(Items listed in a dataset)
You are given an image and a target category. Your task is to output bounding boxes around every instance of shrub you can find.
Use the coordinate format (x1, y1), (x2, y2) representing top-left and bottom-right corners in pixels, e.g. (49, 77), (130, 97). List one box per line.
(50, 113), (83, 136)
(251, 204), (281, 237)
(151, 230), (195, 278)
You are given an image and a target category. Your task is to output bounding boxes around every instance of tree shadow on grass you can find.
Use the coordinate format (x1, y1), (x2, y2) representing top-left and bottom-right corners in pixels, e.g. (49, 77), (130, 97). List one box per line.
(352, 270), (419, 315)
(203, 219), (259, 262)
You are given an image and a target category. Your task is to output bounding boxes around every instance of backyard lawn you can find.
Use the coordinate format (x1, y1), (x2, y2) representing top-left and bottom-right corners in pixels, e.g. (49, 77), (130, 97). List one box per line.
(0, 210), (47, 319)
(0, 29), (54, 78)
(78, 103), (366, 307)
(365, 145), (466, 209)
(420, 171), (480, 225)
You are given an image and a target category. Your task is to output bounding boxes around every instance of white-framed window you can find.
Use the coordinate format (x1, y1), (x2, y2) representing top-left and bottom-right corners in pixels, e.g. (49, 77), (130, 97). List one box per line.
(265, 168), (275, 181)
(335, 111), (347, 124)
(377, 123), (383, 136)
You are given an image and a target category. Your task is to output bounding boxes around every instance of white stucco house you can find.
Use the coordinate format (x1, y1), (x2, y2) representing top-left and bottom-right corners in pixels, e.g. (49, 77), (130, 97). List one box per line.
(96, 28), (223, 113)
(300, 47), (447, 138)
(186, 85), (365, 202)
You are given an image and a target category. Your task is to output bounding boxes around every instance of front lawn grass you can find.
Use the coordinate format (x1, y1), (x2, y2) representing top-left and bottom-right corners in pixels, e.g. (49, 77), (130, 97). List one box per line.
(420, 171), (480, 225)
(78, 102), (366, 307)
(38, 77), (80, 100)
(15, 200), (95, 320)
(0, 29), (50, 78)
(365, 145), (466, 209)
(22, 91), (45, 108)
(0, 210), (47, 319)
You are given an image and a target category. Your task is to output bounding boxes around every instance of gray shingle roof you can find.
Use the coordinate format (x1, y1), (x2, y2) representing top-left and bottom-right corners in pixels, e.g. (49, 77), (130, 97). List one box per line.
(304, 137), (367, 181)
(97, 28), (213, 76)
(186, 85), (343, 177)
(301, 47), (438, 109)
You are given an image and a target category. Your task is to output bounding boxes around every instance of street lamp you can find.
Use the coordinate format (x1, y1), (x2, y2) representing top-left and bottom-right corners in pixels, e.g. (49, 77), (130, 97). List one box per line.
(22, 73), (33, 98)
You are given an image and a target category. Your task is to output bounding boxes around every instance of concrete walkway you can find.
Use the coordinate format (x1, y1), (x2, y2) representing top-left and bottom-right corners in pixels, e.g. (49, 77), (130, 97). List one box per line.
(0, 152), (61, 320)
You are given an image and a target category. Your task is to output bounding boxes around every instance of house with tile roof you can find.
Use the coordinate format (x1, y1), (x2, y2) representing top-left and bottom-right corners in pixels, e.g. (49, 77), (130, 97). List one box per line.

▶ **SHORT EXERCISE**
Rewrite the lines above, putting "object class" wherever "target category" appears and leaving everything else untouched.

▶ **WRITTEN SOLUTION**
You are given an image and a object class. Your task is to output bounding boxes around every instance of shrub you can find.
Use the coordinate format (x1, y1), (x2, y2) representing top-left and bottom-right corners in pixels, e.g. (49, 77), (130, 97). List one box per line.
(50, 113), (83, 136)
(251, 204), (281, 237)
(151, 230), (195, 278)
You are given an image and a object class. Your task is to output bounding boxes around every instance of tree shadow on grass you can find.
Use the coordinate format (x1, y1), (x2, y2) representing top-left and bottom-right corners in pixels, e.g. (49, 77), (130, 97). List one box per line.
(352, 270), (419, 315)
(203, 219), (259, 262)
You are given an image and a object class. Your task is to output bounding boxes around every instance of backyard lawn you can find.
Use the coordinate format (x1, y1), (x2, y2) representing top-left and bottom-right corners in pixels, e.g. (49, 77), (130, 97). List one box per line.
(0, 210), (47, 319)
(0, 29), (54, 78)
(78, 103), (366, 307)
(365, 145), (466, 209)
(420, 171), (480, 225)
You are given an image and a object class. Your task is to output bounding boxes around every instance of white-framed window you can find.
Use the coordinate format (x1, y1), (x2, y2) representing top-left and bottom-right corners in pixels, e.g. (49, 77), (130, 97). List one box per line.
(265, 168), (275, 181)
(335, 111), (347, 124)
(377, 123), (383, 136)
You are given an image and a object class. Your task is to output bounding boxes around every instance of white stucco house you can find.
Use the coordinate format (x1, y1), (x2, y2) representing top-left and bottom-right corners in pixels, e.g. (49, 77), (130, 97). List one box per line.
(96, 28), (223, 113)
(300, 47), (447, 138)
(186, 85), (365, 202)
You are given an image and a object class. Your task is to output bounding boxes around every instance of front lawn grass you can find.
Use the coordinate format (x1, y1), (x2, y2) representing top-left and bottom-right corners in pixels, e.g. (49, 77), (130, 97). List one box per line.
(420, 171), (480, 225)
(78, 102), (366, 307)
(38, 77), (80, 100)
(15, 200), (95, 320)
(0, 29), (50, 78)
(365, 145), (466, 209)
(22, 91), (45, 108)
(0, 210), (47, 319)
You are given an image and a object class. Your task is to output bounding boxes around every instance of gray shingle roof you can find.
Use the coordinate format (x1, y1), (x2, y2) representing top-left and bottom-right corners in pixels, e.g. (49, 77), (130, 97). List one box per line.
(304, 137), (367, 181)
(97, 28), (213, 76)
(186, 85), (343, 177)
(301, 47), (438, 109)
You are given an image and a object class. Your task is to output bounding boxes around every instance of street lamp you can find.
Use the coordinate format (x1, y1), (x2, y2) representing top-left and bottom-right corners in pixels, e.g. (49, 77), (130, 97). List one box per line.
(22, 73), (33, 98)
You are given an image and a object class. Your task is to output bounding boxes around every instance of concrete walkway you can find.
Use the coordinate format (x1, y1), (x2, y2) representing top-left and bottom-right corners in pixels, e.g. (49, 77), (130, 97). List one box per line.
(0, 152), (61, 320)
You are given an image and a object class. Your task is to output bounding boxes around every instance of house with tile roof you can find.
Use the coordinate format (x1, y1), (x2, y2) representing top-left and bottom-right corners in pixels, e.g. (49, 77), (130, 97). List one box per line.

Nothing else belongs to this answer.